■ **ACTION ITEM**: Could you retype all of the data below exactly as given?
---------- EXTRACTED INFORMATION ----------
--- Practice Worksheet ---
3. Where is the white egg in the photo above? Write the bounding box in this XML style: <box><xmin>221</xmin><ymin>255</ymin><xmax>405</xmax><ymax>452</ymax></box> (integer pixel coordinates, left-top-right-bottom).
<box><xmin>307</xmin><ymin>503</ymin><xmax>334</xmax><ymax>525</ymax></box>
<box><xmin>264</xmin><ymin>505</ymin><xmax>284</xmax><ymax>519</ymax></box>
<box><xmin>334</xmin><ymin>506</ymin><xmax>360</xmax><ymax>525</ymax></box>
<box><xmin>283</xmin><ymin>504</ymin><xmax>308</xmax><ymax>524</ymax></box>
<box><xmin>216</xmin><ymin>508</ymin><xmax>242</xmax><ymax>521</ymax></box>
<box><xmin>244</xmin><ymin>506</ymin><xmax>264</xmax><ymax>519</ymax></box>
----------
■ **EXPECTED OUTPUT**:
--- Practice Worksheet ---
3. Where is the white egg in the photo above? Write the bounding box in this XML style: <box><xmin>221</xmin><ymin>255</ymin><xmax>405</xmax><ymax>452</ymax></box> (integer pixel coordinates, left-top-right-bottom).
<box><xmin>307</xmin><ymin>503</ymin><xmax>334</xmax><ymax>525</ymax></box>
<box><xmin>264</xmin><ymin>505</ymin><xmax>284</xmax><ymax>519</ymax></box>
<box><xmin>334</xmin><ymin>506</ymin><xmax>360</xmax><ymax>525</ymax></box>
<box><xmin>283</xmin><ymin>504</ymin><xmax>308</xmax><ymax>524</ymax></box>
<box><xmin>216</xmin><ymin>508</ymin><xmax>242</xmax><ymax>521</ymax></box>
<box><xmin>244</xmin><ymin>506</ymin><xmax>264</xmax><ymax>519</ymax></box>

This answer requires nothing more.